The task: Find each line in the items below that contains the word "dirt" and copy those lines out in full.

Input material:
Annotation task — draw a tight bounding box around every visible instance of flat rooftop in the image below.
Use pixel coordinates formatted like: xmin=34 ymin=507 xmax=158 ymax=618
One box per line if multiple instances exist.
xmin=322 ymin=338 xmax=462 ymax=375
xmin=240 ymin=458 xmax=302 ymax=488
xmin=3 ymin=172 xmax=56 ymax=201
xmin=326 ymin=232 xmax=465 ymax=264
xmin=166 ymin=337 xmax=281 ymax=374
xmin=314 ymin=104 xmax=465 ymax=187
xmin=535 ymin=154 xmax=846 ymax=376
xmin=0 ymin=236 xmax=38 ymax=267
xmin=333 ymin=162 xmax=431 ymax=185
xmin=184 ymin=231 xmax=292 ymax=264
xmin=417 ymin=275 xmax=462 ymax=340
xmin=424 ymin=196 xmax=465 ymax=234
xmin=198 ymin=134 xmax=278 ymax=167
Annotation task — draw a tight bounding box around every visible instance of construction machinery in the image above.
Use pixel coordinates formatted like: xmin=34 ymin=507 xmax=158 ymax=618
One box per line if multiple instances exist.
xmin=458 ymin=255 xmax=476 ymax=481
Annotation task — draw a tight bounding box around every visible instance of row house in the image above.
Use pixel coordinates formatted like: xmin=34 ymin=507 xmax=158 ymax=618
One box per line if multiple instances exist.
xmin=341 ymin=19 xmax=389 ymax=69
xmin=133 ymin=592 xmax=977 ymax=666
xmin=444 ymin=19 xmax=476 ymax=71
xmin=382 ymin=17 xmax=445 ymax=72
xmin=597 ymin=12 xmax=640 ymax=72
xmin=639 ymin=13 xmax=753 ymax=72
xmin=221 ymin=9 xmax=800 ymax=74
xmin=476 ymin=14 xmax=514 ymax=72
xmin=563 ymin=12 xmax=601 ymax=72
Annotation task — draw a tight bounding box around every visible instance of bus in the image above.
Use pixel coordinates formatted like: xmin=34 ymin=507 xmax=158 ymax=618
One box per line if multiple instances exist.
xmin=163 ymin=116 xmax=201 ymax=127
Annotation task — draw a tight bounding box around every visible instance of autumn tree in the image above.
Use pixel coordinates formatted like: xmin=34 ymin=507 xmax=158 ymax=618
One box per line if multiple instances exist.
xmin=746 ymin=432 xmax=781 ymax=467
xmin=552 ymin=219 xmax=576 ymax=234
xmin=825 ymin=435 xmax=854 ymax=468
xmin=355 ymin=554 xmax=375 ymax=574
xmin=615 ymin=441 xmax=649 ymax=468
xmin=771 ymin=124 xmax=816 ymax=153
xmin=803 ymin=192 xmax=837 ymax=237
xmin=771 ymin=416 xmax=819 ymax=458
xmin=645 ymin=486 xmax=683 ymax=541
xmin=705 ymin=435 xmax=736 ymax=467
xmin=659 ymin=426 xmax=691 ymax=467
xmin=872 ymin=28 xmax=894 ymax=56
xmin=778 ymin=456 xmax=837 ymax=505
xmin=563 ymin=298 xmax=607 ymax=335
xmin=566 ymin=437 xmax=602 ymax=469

--

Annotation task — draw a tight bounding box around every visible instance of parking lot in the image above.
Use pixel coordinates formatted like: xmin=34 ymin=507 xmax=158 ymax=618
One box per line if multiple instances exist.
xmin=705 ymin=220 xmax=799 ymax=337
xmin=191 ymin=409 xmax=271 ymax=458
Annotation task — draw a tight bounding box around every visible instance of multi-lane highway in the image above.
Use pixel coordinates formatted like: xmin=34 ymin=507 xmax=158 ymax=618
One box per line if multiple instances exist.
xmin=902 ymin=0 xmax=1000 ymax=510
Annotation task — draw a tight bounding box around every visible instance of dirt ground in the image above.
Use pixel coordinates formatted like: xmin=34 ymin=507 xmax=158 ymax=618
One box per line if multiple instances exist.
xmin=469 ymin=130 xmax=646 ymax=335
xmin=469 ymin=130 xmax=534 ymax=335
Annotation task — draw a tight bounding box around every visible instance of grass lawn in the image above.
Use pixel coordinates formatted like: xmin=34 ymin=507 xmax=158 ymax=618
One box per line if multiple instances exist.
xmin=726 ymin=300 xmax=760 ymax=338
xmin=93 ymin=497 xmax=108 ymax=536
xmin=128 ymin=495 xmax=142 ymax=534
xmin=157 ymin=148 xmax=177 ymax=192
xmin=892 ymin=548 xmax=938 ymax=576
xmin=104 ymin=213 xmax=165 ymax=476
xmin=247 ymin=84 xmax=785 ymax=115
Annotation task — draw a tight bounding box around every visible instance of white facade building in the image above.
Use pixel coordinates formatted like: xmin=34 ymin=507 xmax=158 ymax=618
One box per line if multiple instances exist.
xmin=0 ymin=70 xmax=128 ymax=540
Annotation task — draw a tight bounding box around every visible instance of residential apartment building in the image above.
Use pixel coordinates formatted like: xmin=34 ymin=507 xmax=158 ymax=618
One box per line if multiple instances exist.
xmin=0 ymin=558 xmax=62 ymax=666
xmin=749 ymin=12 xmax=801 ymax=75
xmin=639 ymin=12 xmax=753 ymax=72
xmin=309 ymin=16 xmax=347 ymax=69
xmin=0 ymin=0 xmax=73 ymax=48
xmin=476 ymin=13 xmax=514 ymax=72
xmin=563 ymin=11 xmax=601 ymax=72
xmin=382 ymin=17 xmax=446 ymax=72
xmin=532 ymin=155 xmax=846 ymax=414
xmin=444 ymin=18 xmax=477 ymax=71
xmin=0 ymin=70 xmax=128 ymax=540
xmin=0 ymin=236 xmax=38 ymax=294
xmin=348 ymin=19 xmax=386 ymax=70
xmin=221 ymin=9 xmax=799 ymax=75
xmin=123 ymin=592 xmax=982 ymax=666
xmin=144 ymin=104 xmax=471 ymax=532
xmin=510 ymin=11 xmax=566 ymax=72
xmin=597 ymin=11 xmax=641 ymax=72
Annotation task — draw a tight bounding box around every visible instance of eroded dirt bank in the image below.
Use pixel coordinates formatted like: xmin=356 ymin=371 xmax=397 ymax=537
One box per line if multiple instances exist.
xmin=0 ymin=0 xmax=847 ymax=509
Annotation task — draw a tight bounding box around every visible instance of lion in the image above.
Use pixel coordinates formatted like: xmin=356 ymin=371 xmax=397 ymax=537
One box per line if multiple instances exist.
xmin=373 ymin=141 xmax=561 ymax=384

Worked answer:
Annotation task — draw a tight bounding box around every visible instance of dirt ground in the image above.
Annotation task — draw a tight bounding box around every visible instance of eroded dirt bank in the image below.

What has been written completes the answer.